## Exercise
Copy out the material in full. Leave every line as it is.
____
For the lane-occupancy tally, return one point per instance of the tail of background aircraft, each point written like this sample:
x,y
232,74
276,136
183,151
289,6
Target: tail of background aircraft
____
## Written solution
For the lane-occupancy tally, return one point per instance of the tail of background aircraft, each point written like this sample:
x,y
232,74
276,136
183,151
289,6
Target: tail of background aircraft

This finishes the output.